WORK REQUEST:
In the entries below, the lines from the one with "Pinpoint the sign" through the one with "Pinpoint the utility" are to be copied exactly; both ends count.

Image-backed grounding data:
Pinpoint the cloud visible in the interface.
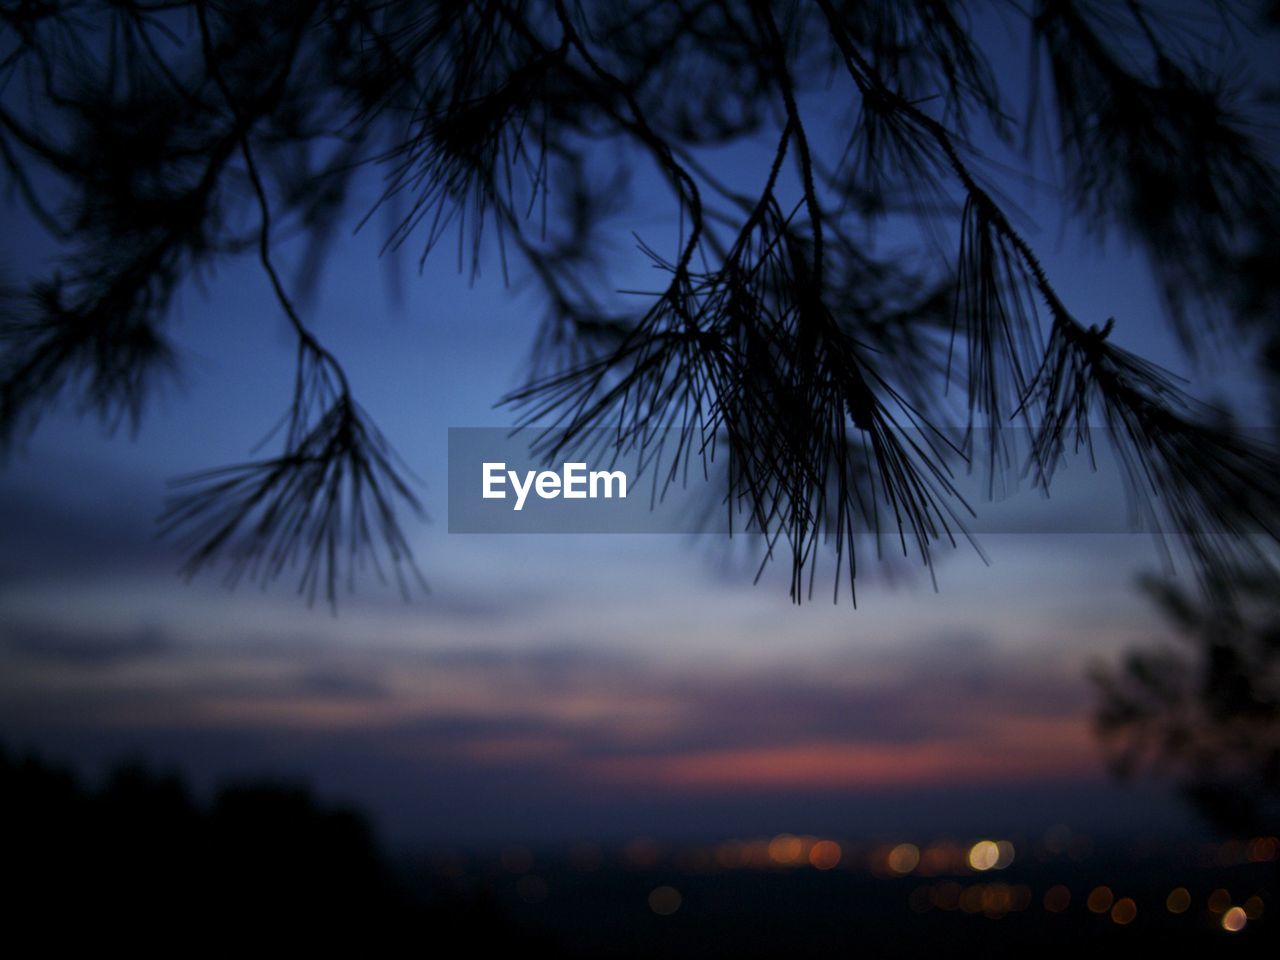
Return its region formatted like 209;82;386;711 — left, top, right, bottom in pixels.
585;719;1095;791
0;605;1107;852
2;621;173;665
293;668;389;700
0;457;178;587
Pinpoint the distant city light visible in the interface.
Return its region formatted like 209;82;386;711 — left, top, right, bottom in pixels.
909;881;1034;918
919;841;963;876
888;843;920;875
960;885;985;914
994;840;1016;870
1222;906;1247;933
1243;895;1264;920
1110;898;1137;925
625;837;661;868
715;840;745;870
1246;837;1278;862
768;834;804;866
1043;885;1071;913
932;882;963;911
1087;886;1114;914
809;840;842;871
1207;889;1232;915
968;840;1000;871
649;886;682;916
743;840;772;869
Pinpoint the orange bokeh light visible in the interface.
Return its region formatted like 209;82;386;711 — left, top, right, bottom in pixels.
809;840;842;871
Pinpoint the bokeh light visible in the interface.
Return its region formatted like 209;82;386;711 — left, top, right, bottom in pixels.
1222;906;1247;933
1043;885;1071;913
960;885;985;914
809;840;842;871
1246;837;1278;862
1087;886;1114;914
1165;887;1190;914
981;883;1012;918
715;840;745;870
768;834;805;866
1110;898;1137;925
649;886;682;916
887;843;920;875
1243;895;1264;920
994;840;1016;869
1207;889;1231;914
625;837;662;868
968;840;999;871
919;842;963;876
932;882;962;911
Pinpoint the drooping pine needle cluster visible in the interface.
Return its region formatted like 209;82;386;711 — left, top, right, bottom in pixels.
1;0;1277;606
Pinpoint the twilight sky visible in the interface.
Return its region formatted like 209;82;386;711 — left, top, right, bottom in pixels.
1;5;1275;852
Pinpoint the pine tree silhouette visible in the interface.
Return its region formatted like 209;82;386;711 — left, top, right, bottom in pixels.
1;0;1277;606
1093;569;1280;835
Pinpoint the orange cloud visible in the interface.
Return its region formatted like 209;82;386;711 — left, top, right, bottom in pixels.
586;718;1097;790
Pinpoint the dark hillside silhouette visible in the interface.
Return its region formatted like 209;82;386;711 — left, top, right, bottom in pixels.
0;745;546;951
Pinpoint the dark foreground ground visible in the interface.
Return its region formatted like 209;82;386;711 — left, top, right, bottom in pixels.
4;748;1275;957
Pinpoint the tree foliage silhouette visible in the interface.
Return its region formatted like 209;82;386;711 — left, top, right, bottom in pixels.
1092;570;1280;835
1;0;1278;607
0;744;545;951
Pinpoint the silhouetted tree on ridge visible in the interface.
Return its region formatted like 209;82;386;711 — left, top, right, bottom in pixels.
0;744;550;950
1093;569;1280;836
1;0;1278;606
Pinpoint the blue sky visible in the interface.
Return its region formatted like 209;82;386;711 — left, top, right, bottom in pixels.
1;3;1274;852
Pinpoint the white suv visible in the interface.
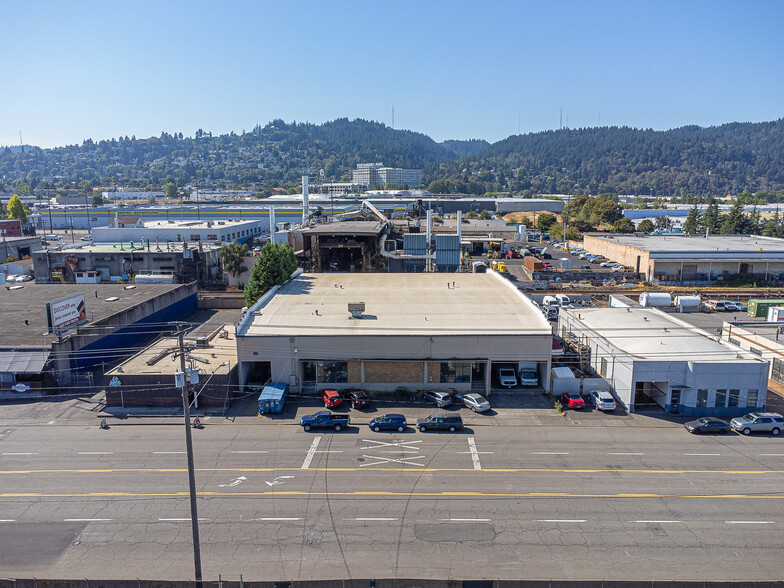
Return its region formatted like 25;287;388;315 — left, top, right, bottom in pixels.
589;390;616;412
497;368;517;388
730;412;784;436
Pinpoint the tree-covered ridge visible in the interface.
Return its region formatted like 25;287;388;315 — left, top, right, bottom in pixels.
458;120;784;196
2;118;783;197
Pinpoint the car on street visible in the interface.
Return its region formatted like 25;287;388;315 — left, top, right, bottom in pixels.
560;391;585;409
368;414;407;432
580;264;591;270
455;392;490;412
80;235;92;241
731;302;748;312
684;417;731;434
423;390;453;407
417;414;464;432
497;368;517;388
300;411;350;431
588;390;617;411
320;388;343;408
730;412;784;435
342;388;371;408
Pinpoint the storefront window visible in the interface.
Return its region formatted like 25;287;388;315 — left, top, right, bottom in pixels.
440;361;471;383
322;361;348;383
747;389;759;407
728;389;740;407
697;389;708;407
715;389;727;407
302;362;317;383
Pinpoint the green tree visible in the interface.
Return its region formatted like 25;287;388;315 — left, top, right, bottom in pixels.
719;199;746;234
682;204;700;234
701;202;720;234
92;193;105;207
220;242;248;277
537;213;557;232
244;242;297;306
611;218;636;233
164;181;178;199
7;194;27;224
637;219;655;233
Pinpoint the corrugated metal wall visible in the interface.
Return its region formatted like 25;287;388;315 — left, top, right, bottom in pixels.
435;234;460;272
403;234;427;273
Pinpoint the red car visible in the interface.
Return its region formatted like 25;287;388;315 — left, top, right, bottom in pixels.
560;391;585;409
320;389;343;408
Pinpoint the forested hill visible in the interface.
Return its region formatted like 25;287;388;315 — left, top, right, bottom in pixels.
1;118;783;196
453;120;784;196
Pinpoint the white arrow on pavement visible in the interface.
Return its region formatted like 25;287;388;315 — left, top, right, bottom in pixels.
265;475;295;487
218;476;248;488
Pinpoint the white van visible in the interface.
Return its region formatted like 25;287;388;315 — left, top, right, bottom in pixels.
555;294;572;306
542;295;559;307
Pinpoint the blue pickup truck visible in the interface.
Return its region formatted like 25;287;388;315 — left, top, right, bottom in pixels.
300;410;350;432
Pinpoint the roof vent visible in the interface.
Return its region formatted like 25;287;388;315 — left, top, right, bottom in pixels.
348;302;365;319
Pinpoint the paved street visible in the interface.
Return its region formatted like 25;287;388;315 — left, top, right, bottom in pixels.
1;399;784;583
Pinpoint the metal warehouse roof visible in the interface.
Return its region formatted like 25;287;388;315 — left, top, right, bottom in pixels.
240;272;550;337
562;307;765;363
592;234;784;259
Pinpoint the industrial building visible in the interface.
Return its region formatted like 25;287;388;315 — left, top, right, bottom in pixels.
582;234;784;284
352;163;422;188
720;320;784;397
0;282;197;391
92;216;263;244
236;271;553;396
0;235;42;261
33;241;224;286
104;316;238;408
558;307;769;415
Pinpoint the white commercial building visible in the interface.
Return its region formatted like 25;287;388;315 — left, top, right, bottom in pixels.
92;217;263;244
352;163;422;188
558;307;769;416
236;271;552;395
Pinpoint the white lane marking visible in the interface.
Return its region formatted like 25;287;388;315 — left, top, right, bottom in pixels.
758;454;784;456
230;450;268;454
361;439;422;450
301;437;321;469
64;518;113;522
158;518;208;521
0;519;17;522
314;450;343;453
359;454;425;467
442;518;491;522
2;452;38;456
153;451;186;454
218;476;248;488
254;517;302;521
467;436;482;470
683;453;720;456
634;520;682;524
353;517;398;521
265;475;295;487
536;519;586;523
47;421;55;425
78;452;114;455
608;452;645;455
531;452;569;455
726;520;774;524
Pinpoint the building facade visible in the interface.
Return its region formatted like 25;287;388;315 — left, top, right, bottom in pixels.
236;271;552;396
92;218;263;245
353;163;422;188
558;307;769;415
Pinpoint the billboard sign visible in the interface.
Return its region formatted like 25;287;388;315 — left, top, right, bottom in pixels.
46;293;87;333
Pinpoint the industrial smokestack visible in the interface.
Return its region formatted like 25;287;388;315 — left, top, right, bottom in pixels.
269;205;277;244
457;210;462;241
302;176;309;224
426;209;432;250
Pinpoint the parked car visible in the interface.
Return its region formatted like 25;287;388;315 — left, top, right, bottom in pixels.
497;368;517;388
730;412;784;435
560;391;585;409
684;417;731;434
455;392;490;412
300;411;350;432
703;299;727;312
423;390;453;407
368;414;407;432
342;388;371;409
588;390;617;411
580;264;591;270
320;388;343;408
417;414;464;432
80;235;92;241
732;302;748;312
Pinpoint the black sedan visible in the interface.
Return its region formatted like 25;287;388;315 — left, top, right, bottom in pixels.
684;417;731;434
342;388;371;409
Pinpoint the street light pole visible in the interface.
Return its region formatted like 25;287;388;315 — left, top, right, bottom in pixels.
177;325;203;585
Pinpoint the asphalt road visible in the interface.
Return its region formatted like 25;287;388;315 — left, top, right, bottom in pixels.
1;415;784;582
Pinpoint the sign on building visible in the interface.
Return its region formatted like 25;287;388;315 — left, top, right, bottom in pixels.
45;293;88;334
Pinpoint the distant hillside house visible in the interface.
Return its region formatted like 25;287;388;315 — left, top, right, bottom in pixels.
353;163;422;188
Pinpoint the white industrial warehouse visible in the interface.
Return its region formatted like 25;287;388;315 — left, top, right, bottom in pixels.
558;307;770;415
236;271;553;395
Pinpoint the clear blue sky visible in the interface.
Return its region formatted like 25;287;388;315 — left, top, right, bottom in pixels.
2;0;782;148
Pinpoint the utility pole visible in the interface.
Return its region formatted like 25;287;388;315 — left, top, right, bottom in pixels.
177;324;203;585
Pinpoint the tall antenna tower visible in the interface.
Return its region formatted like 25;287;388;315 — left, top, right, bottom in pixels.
19;131;23;152
559;110;563;130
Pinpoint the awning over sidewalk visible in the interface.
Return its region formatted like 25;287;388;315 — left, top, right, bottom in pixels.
0;350;50;373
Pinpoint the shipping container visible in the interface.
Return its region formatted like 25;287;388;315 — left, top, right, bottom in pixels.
766;306;784;322
525;256;543;271
748;299;784;318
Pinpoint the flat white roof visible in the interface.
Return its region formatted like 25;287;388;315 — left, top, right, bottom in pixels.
563;307;765;363
242;272;550;337
591;234;784;258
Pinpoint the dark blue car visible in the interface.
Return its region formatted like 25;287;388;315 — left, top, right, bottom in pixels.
368;414;407;432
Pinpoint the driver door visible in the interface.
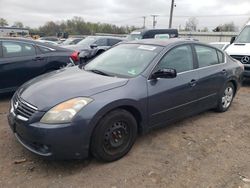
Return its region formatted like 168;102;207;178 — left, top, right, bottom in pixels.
147;44;200;127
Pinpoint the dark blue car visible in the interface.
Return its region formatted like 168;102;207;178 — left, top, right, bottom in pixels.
8;39;243;162
0;37;78;94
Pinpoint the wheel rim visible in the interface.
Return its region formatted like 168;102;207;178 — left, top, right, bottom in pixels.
222;86;234;109
103;121;130;155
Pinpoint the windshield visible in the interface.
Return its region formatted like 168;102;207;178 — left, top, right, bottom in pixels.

THE ANSWER:
Pinpoint the sign on building visible in the interface.
Return its region formatted like 25;287;388;315 — left, top, right, bottom in pixels.
45;293;88;334
Pinpoint the distant hillside house visible in the interface.
Return its region formatted like 25;287;388;315 — left, top, right, bottom in pixels.
353;163;422;188
Pinpoint the white industrial warehouse visible in the interface.
Return its region formatted like 25;287;388;315 — left, top, right, bottom in pixels.
558;307;770;415
236;271;553;395
Pinpoint the clear blue sky visible in the interface.
Return its region formatted like 25;287;388;315 — left, top, right, bottom in pixels.
2;0;782;148
Pinpoint the utility pole visible in the interface.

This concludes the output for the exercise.